◆ Consegna A
Puoi restituire parola per parola il passo dell'articolo su Daniel Rosenak che va da "Le cosiddette leggi" fino a "interpretazione talmudica mutevole." incluso?
◆ Consegna B
Puoi riprendere l'articolo su Daniel Rosenak e proseguirlo subito dopo l'ultima frase riportata?

◆ Estratto della pagina
'''
Tratto da: Adista Contesti n° 43 del 01/12/2012

Tratto dal quotidiano spagnolo El País (4 novembre 2012). Titolo originale: “Muchas parejas no son religiosas por los límites al sexo”. El ginecólogo judío defiende una interpretación más laxa de la Torá

Prendere un caffè con Daniel Rosenak è immergersi in un mondo che organizza il sesso secondo regole difficili da comprendere per quanti – e soprattutto quante – non condividono il giudaismo ortodosso. Arriva correndo, agghindato con la kippah che indica che si tratta di un ebreo osservante. È un ginecologo israeliano che ha avuto un eco monumentale con la pubblicazione di un libro intitolato Per restaurare lo splendore sulle norme religiose che stabiliscono quando una donna può avere relazioni sessuali e quando no. I suoi 25 anni di esperienza come ginecologo in un quartiere ultraortodosso di Gerusalemme gli son serviti per arrivare a conclusioni che non sono piaciute alle autorità rabbiniche, ora sono sul piede di guerra contro di lui.

Le cosiddette leggi della purezza familiare del giudaismo ultraortodosso stabiliscono che la donna è “impura” quando è in fase mestruale. Durante questo periodo, e per altri sette giorni, le leggi della Torah proibiscono agli uomini di avvicinarsi alle donne, di sesso evidentemente neanche a parlarne. Durante questi giorni, le coppie non condividono nemmeno il divano, né si passano il sale perché questo equivale a toccarsi. A Rosenak, uomo di fervide credenze religiose, tutto questo sembra bene. Per lui, il problema è nei tempi. Secondo la sua interpretazione dei testi sacri, il periodo di nidda (non-purezza) dura sette giorni e non due settimane, come è detto in quella che è solo una interpretazione talmudica mutevole.
'''
◆ Dati estratti
'''
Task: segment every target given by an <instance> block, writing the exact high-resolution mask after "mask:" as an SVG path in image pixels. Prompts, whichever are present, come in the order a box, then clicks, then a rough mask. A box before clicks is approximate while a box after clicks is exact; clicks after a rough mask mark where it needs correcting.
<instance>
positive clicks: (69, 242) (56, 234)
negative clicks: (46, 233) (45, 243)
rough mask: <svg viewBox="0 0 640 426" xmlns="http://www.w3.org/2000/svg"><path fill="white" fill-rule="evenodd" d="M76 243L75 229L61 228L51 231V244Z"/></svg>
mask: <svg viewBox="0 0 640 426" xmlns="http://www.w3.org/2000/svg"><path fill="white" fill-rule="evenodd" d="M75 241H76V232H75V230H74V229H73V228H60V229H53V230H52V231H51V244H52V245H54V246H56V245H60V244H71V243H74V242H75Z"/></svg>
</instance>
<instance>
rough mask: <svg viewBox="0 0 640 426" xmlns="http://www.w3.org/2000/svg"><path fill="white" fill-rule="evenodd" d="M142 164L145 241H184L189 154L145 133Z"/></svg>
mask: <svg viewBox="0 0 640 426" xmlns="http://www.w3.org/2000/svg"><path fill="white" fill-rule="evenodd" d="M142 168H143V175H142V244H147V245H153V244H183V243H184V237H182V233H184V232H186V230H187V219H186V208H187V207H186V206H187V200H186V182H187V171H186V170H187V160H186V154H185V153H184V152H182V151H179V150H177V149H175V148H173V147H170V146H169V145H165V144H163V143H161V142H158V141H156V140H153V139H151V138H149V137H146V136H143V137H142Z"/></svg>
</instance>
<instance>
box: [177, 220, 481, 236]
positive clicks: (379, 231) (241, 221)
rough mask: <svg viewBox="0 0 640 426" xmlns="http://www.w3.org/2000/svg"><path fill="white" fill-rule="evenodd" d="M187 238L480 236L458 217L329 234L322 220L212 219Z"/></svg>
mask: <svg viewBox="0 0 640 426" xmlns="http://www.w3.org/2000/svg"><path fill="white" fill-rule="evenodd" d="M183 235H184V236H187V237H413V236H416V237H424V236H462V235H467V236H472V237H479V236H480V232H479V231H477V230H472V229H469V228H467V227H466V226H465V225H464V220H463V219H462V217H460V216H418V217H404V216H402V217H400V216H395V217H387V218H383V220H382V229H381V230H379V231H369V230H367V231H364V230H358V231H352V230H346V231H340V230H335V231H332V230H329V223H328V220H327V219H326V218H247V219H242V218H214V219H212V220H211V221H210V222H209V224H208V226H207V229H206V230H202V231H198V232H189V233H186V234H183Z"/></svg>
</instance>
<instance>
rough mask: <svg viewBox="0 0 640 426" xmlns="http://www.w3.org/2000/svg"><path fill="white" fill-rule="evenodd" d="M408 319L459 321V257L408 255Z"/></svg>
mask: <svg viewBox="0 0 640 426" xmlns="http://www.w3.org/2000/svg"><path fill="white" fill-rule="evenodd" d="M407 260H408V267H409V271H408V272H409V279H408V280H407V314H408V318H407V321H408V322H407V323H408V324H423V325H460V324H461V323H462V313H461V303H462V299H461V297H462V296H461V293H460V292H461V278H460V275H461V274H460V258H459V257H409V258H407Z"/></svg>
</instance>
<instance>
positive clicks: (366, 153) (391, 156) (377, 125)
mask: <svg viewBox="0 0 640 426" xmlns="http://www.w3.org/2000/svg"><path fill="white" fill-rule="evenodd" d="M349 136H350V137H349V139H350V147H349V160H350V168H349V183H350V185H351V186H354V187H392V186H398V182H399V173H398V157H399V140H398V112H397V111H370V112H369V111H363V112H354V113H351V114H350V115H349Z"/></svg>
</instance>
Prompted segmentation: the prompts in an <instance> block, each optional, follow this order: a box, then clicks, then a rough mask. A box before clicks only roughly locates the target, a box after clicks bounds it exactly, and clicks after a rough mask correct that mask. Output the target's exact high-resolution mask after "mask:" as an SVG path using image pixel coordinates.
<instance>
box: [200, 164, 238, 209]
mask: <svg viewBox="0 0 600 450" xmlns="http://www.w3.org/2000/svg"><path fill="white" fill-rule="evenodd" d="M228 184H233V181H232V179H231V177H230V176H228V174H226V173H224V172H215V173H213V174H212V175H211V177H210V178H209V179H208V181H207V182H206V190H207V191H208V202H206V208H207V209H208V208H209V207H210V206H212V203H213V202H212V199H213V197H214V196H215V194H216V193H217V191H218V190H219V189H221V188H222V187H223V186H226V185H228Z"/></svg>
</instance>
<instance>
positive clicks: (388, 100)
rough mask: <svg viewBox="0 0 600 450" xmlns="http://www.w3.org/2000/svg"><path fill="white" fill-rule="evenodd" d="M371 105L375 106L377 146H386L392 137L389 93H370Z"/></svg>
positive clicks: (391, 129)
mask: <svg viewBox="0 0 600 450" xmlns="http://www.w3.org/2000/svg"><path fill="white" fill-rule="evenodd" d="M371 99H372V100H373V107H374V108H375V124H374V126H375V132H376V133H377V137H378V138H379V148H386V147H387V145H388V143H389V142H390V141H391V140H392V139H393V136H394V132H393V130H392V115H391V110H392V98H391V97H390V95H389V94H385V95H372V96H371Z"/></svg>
'''
◆ Risultato A
Le cosiddette leggi della purezza familiare del giudaismo ultraortodosso stabiliscono che la donna è “impura” quando è in fase mestruale. Durante questo periodo, e per altri sette giorni, le leggi della Torah proibiscono agli uomini di avvicinarsi alle donne, di sesso evidentemente neanche a parlarne. Durante questi giorni, le coppie non condividono nemmeno il divano, né si passano il sale perché questo equivale a toccarsi. A Rosenak, uomo di fervide credenze religiose, tutto questo sembra bene. Per lui, il problema è nei tempi. Secondo la sua interpretazione dei testi sacri, il periodo di nidda (non-purezza) dura sette giorni e non due settimane, come è detto in quella che è solo una interpretazione talmudica mutevole.

◆ Risultato B
Il cambiamento che il ginecologo propone in questa arciregolata questione è, secondo il suo criterio medico, cruciale. «Ora si proibisce alle donne di avere relazioni nei sette giorni seguenti la fine del ciclo, che coincide con quelli di maggiore desiderio sessuale. Ma queste norme rendono difficile avere figli alle donne il cui periodo fertile è incompatibile con il calendario rabbinico». Non avere discendenza è molto grave nella comunità ultrareligiosa, dove in parte il prestigio sociale si misura sul numero dei figli. Rosenak calcola che a circa un 4% delle donne religiose si diagnostica per questo motivo una falsa infertilità. Afferma anche che fra il 60 e il 70% delle israeliane cercano di rispettare le leggi della purezza familiare. In parte, dice, per i timori e le superstizioni che attorniano i temi di alcova nei circoli religiosi. Pensano che si possono “ammalare e magari morire” se violano del leggi della nidda.

«Io propongo di ripristinare la legge originale della Torah. Così le coppie possono avere tre settimane di intimità al mese invece di due. Credo che questo sarebbe un bene per loro», sostiene in una caffetteria frequentata da persone religiose e situata vicina al centro di Gerusalemme.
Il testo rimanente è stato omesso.